[Extracted data entries]

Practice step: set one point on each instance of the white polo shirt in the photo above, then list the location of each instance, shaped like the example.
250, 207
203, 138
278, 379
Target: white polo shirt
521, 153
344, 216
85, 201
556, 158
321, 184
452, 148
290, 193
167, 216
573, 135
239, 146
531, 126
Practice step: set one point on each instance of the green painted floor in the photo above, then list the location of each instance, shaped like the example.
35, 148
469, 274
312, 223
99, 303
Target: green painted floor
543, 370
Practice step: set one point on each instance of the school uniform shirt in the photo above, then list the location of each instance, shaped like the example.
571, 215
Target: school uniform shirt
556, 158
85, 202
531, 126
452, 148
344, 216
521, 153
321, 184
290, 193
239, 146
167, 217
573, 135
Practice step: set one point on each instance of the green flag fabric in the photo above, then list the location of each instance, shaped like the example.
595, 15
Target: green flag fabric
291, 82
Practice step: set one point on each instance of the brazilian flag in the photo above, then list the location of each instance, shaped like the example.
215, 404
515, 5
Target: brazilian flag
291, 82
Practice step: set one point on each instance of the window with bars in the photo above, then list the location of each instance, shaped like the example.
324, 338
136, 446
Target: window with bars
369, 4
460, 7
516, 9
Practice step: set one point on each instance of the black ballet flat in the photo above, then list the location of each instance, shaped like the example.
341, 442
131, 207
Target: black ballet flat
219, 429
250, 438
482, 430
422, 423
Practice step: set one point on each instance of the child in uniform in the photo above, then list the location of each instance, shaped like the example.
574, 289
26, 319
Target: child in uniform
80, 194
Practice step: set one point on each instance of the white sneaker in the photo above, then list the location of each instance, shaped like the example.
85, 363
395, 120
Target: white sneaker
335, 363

Problem statement >>
Reproduce the entire listing above, substituting "following the format of the example" for every occurrence of "shaped like the example" and leaving everything else unchanged.

Complete response >>
Practice step: set one point on each instance of the white polo shirt in the photo above, then list the location of each instance, following the format of the example.
250, 207
203, 138
278, 379
Target: white polo shirt
521, 153
344, 216
85, 201
556, 158
321, 184
452, 148
290, 193
167, 216
573, 135
239, 146
531, 126
Practice step: set one point on each instance of the green painted floor in the photo above, then list the location of each instance, following the format of the example.
35, 148
469, 274
312, 223
99, 303
Target: green painted floor
543, 370
Practice step: set one point on each instance of the school uniform shirt in the photo above, then list the location of each instance, following the format of the example.
571, 215
Target: school uniform shirt
556, 158
85, 202
531, 126
452, 148
344, 216
521, 153
321, 184
290, 193
239, 146
167, 217
573, 135
Practice step: set one point on each instance of the green flag fabric in the photo above, then list the location of each instance, following the format of the example.
595, 15
Target: green flag fabric
291, 82
Practice step: set one point on each instance of the brazilian flag in the photo above, then list the location of each instance, following the format of the example.
215, 404
515, 5
Target: brazilian flag
291, 82
Practice step: set one point on each instance of the window with bars in the photo above, then list the location of each instance, following the format of the example.
324, 338
136, 446
Target: window with bars
369, 4
460, 7
516, 9
Practice step: set one point on each instance of the black ballet flat in the photo above, then list the location of each instance, following the format of the example.
341, 442
131, 207
Target: black ballet flat
219, 429
250, 438
482, 430
422, 423
Practice step: set one point on each instance of the child in uniform in the photo above, then list the location of each instance, following the format of the example.
574, 289
26, 319
Target: child in uniform
80, 194
Practice step: set one point on each instance of the white sneaker in the photo above, then list the location of each instance, following the format of the example.
85, 363
395, 120
Target: white sneaker
335, 363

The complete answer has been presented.